Coordinate labeling data:
○ ○ ○ ○ ○ ○ ○

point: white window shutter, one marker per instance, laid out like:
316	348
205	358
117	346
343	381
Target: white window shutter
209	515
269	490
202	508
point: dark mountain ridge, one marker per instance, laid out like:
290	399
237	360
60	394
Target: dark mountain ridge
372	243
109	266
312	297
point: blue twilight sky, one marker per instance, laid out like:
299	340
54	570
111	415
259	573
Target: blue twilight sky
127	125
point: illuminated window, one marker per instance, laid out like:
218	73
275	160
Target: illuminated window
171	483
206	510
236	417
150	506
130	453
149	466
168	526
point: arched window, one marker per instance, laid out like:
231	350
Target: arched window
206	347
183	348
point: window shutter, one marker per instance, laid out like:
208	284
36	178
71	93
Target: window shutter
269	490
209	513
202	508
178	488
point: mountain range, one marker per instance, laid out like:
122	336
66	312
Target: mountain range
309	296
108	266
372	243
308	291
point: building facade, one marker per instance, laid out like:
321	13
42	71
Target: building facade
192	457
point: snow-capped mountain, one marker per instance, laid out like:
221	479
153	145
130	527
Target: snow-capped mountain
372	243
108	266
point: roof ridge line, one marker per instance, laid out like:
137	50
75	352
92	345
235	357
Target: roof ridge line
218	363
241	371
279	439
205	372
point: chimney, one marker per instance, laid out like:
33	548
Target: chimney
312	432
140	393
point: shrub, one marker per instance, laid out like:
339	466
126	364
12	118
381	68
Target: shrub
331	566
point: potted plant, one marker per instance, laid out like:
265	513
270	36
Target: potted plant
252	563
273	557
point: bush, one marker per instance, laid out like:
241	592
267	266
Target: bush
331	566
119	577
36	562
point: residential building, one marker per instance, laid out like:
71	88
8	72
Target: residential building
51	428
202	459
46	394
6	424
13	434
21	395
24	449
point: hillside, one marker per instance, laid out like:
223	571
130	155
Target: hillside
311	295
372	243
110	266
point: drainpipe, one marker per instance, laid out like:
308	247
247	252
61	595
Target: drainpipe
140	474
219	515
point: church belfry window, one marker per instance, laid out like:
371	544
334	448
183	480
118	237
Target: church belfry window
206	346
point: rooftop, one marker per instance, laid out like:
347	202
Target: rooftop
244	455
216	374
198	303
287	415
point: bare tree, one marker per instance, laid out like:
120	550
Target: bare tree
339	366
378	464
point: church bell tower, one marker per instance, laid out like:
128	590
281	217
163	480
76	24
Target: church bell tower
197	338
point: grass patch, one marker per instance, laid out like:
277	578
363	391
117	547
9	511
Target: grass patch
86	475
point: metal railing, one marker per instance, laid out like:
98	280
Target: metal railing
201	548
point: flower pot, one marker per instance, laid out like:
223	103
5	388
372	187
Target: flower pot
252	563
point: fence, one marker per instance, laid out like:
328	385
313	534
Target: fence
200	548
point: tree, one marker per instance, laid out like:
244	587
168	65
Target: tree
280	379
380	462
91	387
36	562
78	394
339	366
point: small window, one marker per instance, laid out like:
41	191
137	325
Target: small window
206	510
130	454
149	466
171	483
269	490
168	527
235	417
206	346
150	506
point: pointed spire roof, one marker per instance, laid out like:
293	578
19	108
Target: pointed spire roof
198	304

○ ○ ○ ○ ○ ○ ○

:: GIVEN TASK ::
Reproduce every row above, swapping "Target" for "Label" wherever it occurs and leaving everything else unchanged.

:: TASK RESPONSE ::
point: white window shutter, one marker per instance, laid out like:
316	348
205	358
117	346
343	381
Label: white window shutter
209	515
269	490
202	508
point: dark mountain ridge, one marker per instance, laid out like:
290	399
237	360
60	394
Label: dark mountain ridge
372	243
109	266
312	297
point: blue twilight sky, one marker per instance, laid out like:
299	340
54	570
111	415
259	573
Label: blue twilight sky
127	125
point: illuminated window, one marker per instance, laid out like:
218	73
275	160
Label: illuminated window
171	483
206	510
236	417
150	506
130	453
149	466
168	526
point: arched window, one marker per instance, laid out like:
231	350
Label: arched window
206	347
183	348
point: window shutter, one marker per instance, laid out like:
208	284
36	178
71	93
Label: window shutter
269	490
209	513
202	508
178	488
point: mountain range, one marker per instance, laid out like:
122	336
66	312
Label: mountain range
309	296
108	266
372	243
308	291
point: building facade, one marker per instance, laid out like:
321	13
42	71
Label: building facade
192	457
point: snow-capped mountain, one marker per instance, laid out like:
221	479
153	145
130	527
Label: snow-capped mountain
372	243
108	266
point: roof ridge line, one marker per instance, laid out like:
137	50
75	352
92	345
235	357
Label: roof ridge line
218	363
241	371
279	439
205	372
point: chimney, one marker per instance, laid out like:
33	548
Label: chimney
312	432
140	393
point: shrub, one marker per instance, laid out like:
339	466
126	364
12	118
381	68
Label: shrub
331	566
point: potted plant, one marker per instance, laid out like:
265	513
270	36
Label: potted plant
252	563
273	557
point: bush, one marker per instance, laid out like:
241	592
267	266
Label: bush
331	566
119	577
36	562
point: residential building, one marker per instance, laid out like:
71	88
8	72
Label: residential building
51	428
202	459
46	394
6	424
13	434
21	395
24	449
point: hillside, one marker per instance, laid out like:
223	571
130	155
Label: hillside
311	295
372	243
110	266
point: drainpipe, one marker per instance, laid out like:
308	247
247	252
61	595
Label: drainpipe
140	474
219	515
point: church belfry window, one marker per instance, laid out like:
371	544
334	448
183	480
118	237
Label: church belfry window
206	346
point: rooftop, one marker per instance, laid out like:
347	202
Label: rooftop
244	455
216	374
198	303
287	415
point: bare tree, one marker per instance, laid out like:
120	550
Label: bare tree
339	366
378	464
point: church bell tower, one marker per instance, laid out like:
128	590
281	217
163	480
76	24
Label: church bell tower
197	338
point: grass patch, one marker per instance, laid out like:
277	578
363	391
117	547
9	511
Label: grass patch
86	475
point: metal railing, one marker per instance, laid out like:
98	280
Label: metal railing
201	548
point: flower pot, one marker per instance, laid out like:
223	103
5	388
372	187
Label: flower pot
252	563
point: fence, one marker per instance, laid out like:
328	385
313	534
Label: fence
200	548
point: tree, one marker per instance, laid out like:
244	587
168	65
Label: tree
280	379
380	462
91	387
36	562
78	394
339	366
point: small window, one marker per instance, laid out like:
41	191
137	325
Label: small window
206	510
130	454
149	466
171	483
269	490
168	527
235	417
206	346
150	506
point: pointed spire roof, one marker per instance, laid out like:
293	578
19	108
Label: pointed spire roof
198	304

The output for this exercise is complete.